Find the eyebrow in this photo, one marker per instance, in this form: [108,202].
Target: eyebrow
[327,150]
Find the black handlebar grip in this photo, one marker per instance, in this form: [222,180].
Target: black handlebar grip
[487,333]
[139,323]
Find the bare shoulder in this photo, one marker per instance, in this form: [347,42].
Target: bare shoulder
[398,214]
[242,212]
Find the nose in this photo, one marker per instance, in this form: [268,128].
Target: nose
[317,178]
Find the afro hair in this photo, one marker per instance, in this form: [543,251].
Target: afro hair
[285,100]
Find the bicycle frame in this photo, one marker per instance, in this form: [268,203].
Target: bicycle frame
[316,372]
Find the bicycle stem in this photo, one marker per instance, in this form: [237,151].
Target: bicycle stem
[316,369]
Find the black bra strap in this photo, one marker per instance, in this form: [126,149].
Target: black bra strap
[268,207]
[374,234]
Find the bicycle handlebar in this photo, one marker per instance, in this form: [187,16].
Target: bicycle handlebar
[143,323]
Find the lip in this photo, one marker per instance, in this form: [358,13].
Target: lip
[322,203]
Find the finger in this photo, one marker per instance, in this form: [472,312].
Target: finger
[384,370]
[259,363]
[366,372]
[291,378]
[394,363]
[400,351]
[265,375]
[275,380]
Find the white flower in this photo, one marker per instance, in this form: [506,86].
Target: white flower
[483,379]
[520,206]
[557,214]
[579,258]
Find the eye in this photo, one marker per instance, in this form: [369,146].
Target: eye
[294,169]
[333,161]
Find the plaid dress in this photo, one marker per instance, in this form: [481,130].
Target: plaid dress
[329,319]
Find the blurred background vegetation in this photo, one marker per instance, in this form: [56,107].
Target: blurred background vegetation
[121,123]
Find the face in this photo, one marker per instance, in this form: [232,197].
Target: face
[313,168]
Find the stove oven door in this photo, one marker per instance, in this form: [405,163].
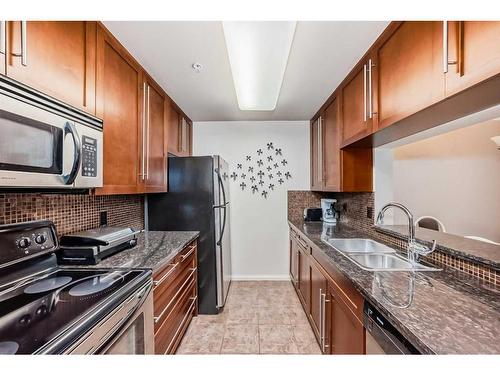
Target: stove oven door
[121,332]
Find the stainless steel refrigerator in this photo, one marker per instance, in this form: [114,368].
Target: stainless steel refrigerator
[198,199]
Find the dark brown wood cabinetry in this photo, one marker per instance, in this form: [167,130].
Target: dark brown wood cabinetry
[57,58]
[410,73]
[331,302]
[341,170]
[357,103]
[175,299]
[154,148]
[119,104]
[473,49]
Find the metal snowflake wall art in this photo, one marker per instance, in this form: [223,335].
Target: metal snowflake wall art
[257,165]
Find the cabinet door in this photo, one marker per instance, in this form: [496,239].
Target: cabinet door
[331,151]
[294,261]
[474,47]
[173,122]
[316,155]
[356,122]
[119,98]
[156,160]
[59,59]
[318,290]
[345,333]
[185,137]
[410,71]
[304,279]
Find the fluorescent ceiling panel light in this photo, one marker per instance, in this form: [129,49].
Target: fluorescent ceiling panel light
[258,53]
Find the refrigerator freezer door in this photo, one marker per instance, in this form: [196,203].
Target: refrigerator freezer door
[222,233]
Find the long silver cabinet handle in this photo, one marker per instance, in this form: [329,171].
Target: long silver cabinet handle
[193,299]
[193,248]
[24,48]
[143,151]
[3,38]
[364,93]
[370,91]
[164,277]
[165,309]
[445,46]
[321,318]
[147,131]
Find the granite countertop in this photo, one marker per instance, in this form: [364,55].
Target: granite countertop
[465,248]
[439,312]
[154,250]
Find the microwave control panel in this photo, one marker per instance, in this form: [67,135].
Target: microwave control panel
[89,164]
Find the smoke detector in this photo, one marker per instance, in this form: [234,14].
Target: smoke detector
[197,67]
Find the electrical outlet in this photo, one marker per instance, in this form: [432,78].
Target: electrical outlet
[369,212]
[103,218]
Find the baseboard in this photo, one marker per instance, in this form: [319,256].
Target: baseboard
[260,277]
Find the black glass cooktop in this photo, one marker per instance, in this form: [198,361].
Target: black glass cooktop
[37,311]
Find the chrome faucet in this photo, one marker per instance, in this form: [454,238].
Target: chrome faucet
[414,249]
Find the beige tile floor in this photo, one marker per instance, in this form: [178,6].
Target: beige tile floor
[260,317]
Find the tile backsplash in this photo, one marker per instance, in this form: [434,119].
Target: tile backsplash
[72,212]
[355,215]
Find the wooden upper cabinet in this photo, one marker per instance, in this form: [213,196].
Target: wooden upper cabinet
[316,155]
[331,148]
[409,70]
[119,104]
[154,148]
[59,59]
[173,123]
[473,53]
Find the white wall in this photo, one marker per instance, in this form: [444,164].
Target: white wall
[259,229]
[453,176]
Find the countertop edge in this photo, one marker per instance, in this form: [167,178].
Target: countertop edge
[414,340]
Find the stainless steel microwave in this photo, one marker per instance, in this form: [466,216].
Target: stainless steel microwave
[45,143]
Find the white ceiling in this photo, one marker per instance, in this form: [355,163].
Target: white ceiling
[321,56]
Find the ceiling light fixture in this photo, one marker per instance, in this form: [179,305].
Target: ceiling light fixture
[258,54]
[197,67]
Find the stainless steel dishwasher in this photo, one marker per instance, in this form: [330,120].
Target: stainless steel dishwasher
[381,336]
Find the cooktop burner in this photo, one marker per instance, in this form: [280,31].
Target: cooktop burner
[48,284]
[8,347]
[41,310]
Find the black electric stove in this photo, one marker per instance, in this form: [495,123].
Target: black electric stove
[45,308]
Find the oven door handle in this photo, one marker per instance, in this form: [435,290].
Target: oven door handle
[69,128]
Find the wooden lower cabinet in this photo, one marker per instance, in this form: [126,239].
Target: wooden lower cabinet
[332,304]
[175,299]
[345,333]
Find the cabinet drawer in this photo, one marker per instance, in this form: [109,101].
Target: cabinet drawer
[165,300]
[164,278]
[170,332]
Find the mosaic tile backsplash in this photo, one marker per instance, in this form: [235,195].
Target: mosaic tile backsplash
[72,212]
[353,211]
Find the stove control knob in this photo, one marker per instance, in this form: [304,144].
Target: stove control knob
[40,239]
[24,242]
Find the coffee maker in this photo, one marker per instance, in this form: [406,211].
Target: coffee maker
[329,213]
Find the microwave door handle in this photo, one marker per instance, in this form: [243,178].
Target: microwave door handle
[69,128]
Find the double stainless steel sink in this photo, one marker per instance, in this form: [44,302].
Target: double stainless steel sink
[373,256]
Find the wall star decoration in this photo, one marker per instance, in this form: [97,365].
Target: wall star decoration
[257,168]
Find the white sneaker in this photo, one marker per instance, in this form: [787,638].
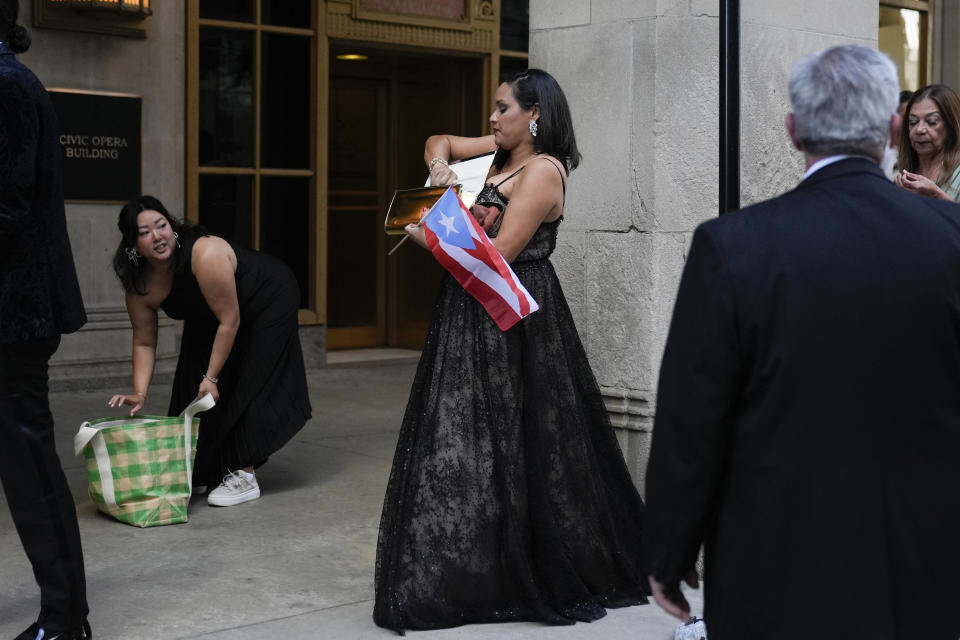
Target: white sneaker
[237,487]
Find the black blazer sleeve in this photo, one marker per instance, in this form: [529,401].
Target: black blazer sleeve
[19,129]
[696,403]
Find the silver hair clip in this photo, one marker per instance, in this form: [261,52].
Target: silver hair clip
[132,255]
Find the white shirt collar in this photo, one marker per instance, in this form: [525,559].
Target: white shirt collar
[823,162]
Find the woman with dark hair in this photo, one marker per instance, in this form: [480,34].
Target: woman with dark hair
[40,301]
[509,498]
[929,156]
[240,341]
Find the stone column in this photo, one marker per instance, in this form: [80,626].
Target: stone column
[642,79]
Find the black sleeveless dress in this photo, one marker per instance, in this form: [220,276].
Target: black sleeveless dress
[263,385]
[509,499]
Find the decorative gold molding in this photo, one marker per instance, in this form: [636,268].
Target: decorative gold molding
[346,19]
[360,13]
[485,10]
[48,16]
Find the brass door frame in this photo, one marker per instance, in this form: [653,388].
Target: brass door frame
[363,336]
[316,307]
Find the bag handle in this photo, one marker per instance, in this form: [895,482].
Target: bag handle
[201,404]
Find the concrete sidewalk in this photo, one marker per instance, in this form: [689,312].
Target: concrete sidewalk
[298,563]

Exercise aim: No pictures belong in the copy; output every record exactly.

Task response:
Find the eyebrow in this photo, one marker per instance, in this form: [108,202].
Target: eyebrow
[327,150]
Find the black handlebar grip in this photo, one marker per instance, in this form: [222,180].
Target: black handlebar grip
[487,333]
[139,323]
Find the bare shoulder in this photo, one marker per instance, in this form: [347,42].
Target: bare shoulder
[398,214]
[242,212]
Find the nose in this photo, one marker per instance, in this form: [268,128].
Target: nose
[317,178]
Find the afro hair in this photo, one marker per instance, in this form: [543,251].
Target: afro hair
[285,100]
Find the bicycle frame in this photo, one marker per instance, in this form: [268,203].
Target: bicycle frame
[316,372]
Find the bicycle stem in this photo, one marker per instance, in this form: [237,151].
Target: bicycle stem
[316,369]
Find the black bra strap in this photo, one marker per instance, in this form: [126,149].
Target: black bra strap
[268,207]
[374,234]
Find the bicycle handlebar in this photo, one marker per instance, in this form: [187,16].
Target: bicycle handlebar
[143,323]
Find the lip in this photo, one marker per instance, in this form: [358,13].
Target: lip
[322,203]
Find the finger in this photo, one marker per instance, in this form: [472,312].
Target: finger
[384,370]
[259,363]
[366,372]
[291,378]
[394,363]
[400,351]
[265,375]
[275,380]
Find the white flower in this photo, one marker per instance, in this form: [506,86].
Target: white flower
[483,379]
[520,206]
[557,214]
[579,258]
Find the eye in this photo, one marker per instance, in this form: [369,146].
Target: eye
[294,169]
[333,161]
Find the plaid dress in this photo, one marker per instance, in this form: [481,130].
Target: plaid dress
[329,319]
Find the blurred background vegetation in this photo, one marker per instance, in this form: [56,107].
Target: blurred background vegetation
[121,123]
Find the face in this photo, one marker per instance, in this form: [232,197].
Target: face
[313,168]
Find the stove oven door in this photo, one marker per instance, in this form: [405,163].
Target: stove oven door
[121,332]
Find the stainless steel refrigerator in this photo, one marker per instance, in this form: [114,368].
Target: stainless steel refrigerator
[198,199]
Find the dark brown wood cabinetry in this photo, one marker per instance, in this form: [167,130].
Target: dark brown wood cabinetry
[57,58]
[410,73]
[331,302]
[341,170]
[357,103]
[175,299]
[154,148]
[119,104]
[473,49]
Find the metal snowflake wall art in this photo, one marker per instance, in this form: [223,335].
Target: metal snowflake wall art
[257,165]
Find the cabinet door in this photo, one marker per instance, in this form: [496,239].
Target: cabinet door
[331,151]
[294,261]
[474,47]
[173,122]
[316,155]
[356,122]
[119,98]
[156,160]
[59,59]
[318,290]
[345,333]
[185,137]
[410,71]
[304,279]
Find the fluorescent ceiling panel light in this photo, one marker per instance, in this form: [129,49].
Target: fluorescent ceiling panel light
[258,53]
Find the refrigerator freezer door in this photo, one marker per instance, in this form: [196,203].
Target: refrigerator freezer door
[222,233]
Find the long silver cabinet handle in this photo, one marker per instance, in this form: [329,171].
Target: long silver cabinet handle
[193,299]
[193,248]
[24,48]
[143,151]
[3,38]
[364,93]
[370,91]
[164,277]
[165,309]
[445,46]
[321,318]
[147,131]
Find the granite countertop in this photo, one marker per instance, in this form: [364,55].
Target: granite countertop
[465,248]
[439,312]
[154,250]
Find the microwave control panel in this photo, one marker per instance, in this form: [67,135].
Target: microwave control panel
[89,164]
Find the smoke detector in this photo, one marker per instance, in this form: [234,14].
Target: smoke detector
[197,67]
Find the electrical outlet in this photo, one marker per instance, in this form: [432,78].
Target: electrical outlet
[369,212]
[103,218]
Find the baseboard in this photo, one marker per instance, in this form: [319,256].
Target: baseboard
[260,277]
Find the black glass cooktop in this photo, one marker per instance, in this form: [198,361].
Target: black glass cooktop
[37,311]
Find the chrome faucet in this photo, one marker per instance, in this form: [454,238].
Target: chrome faucet
[414,249]
Find the beige tile floor in this photo, one marker per instance, in this form: [178,6].
Target: beige tile floor
[260,317]
Find the tile backsplash in this photo, one marker per instance, in this form: [434,119].
Target: tile backsplash
[72,212]
[355,215]
Find the wooden upper cabinet in this photo, one marker per instance, in this form: [213,196].
Target: wooden upper cabinet
[316,155]
[331,148]
[409,70]
[119,104]
[154,148]
[59,59]
[173,123]
[473,53]
Find the white wall in this photo, one marker per instance, in this form: [444,164].
Target: white wall
[259,229]
[453,176]
Find the countertop edge in this photo, one marker per instance, in this form: [167,178].
Target: countertop edge
[414,340]
Find the stainless steel microwave in this photo, one marker per instance, in this form: [466,216].
Target: stainless steel microwave
[45,143]
Find the white ceiling in this photo, one marker per instance, in this form: [355,163].
Target: white ceiling
[321,56]
Find the ceiling light fixture in this photo, one marker per instance, in this form: [179,305].
Target: ceiling light fixture
[258,54]
[197,67]
Find the stainless steel dishwasher in this photo, one marker per instance, in this form: [330,120].
Target: stainless steel dishwasher
[381,336]
Find the cooktop burner in this photo, one marker per instance, in this form: [280,31].
Target: cooktop burner
[48,284]
[8,347]
[41,310]
Find the black electric stove in this photo, one marker per instance, in this form: [495,123].
Target: black electric stove
[45,308]
Find the oven door handle in this photo, one marker per instance, in this form: [435,290].
Target: oven door handle
[69,128]
Find the wooden lower cabinet in this photo, one marker per instance, in this form: [126,239].
Target: wooden lower cabinet
[332,304]
[175,299]
[345,333]
Find the cabinet drawer in this photo, one marker per instance, in this form: [109,101].
Target: cabinet drawer
[165,300]
[164,278]
[170,332]
Find the mosaic tile backsplash in this photo, one marker per instance, in this form: [235,195].
Target: mosaic tile backsplash
[72,212]
[353,211]
Find the stove control knob in this photo, one marker per instance, in this form: [304,144].
Target: stove control knob
[40,239]
[24,242]
Find the coffee maker in this photo, one marker per instance, in this form: [406,211].
Target: coffee maker
[329,213]
Find the microwave door handle in this photo, one marker per instance, in this form: [243,178].
Target: microwave door handle
[69,128]
Find the double stainless steel sink in this photo, one marker per instance, in this form: [44,302].
Target: double stainless steel sink
[373,256]
Find the wall star decoration in this photo, one marker per instance, in this form: [97,365].
Target: wall star decoration
[257,168]
Find the white sneaker in this photo, one marker per instance, in this form: [787,638].
Target: white sneaker
[237,487]
Find the black blazer sleeve in this photo, one marker per instance, in this form: [529,401].
Target: black blazer sleeve
[19,129]
[696,403]
Find the silver hair clip in this photo, one marker per instance, in this form: [261,52].
Target: silver hair clip
[132,255]
Find the white shirt collar in this photo, one marker per instance, in this form: [525,559].
Target: white shirt collar
[823,162]
Find the woman with dark hair in this photo, one marker per instance, in this form: [480,34].
Target: woman with dark hair
[40,301]
[509,498]
[929,156]
[240,341]
Find the stone column in this photo, one marker per instance, in this form: [80,626].
Target: stone column
[642,79]
Find the black sleeveless dress in this photo, one marker per instance, in this form: [220,276].
Target: black sleeveless dress
[263,385]
[509,499]
Find the decorative gold molding in this photo, one marker per instance, in this form: [636,268].
Target: decorative gold molding
[346,19]
[360,13]
[485,10]
[48,16]
Find the brass door frame in this photo, one marker per instance, in this form: [653,388].
Target: brass door frame
[363,336]
[316,307]
Find the bag handle in this photo, one marker per instance, in this form: [895,482].
Target: bag handle
[201,404]
Find the concrete sidewalk in this photo, one marker per instance, in this form: [689,312].
Target: concrete sidewalk
[298,563]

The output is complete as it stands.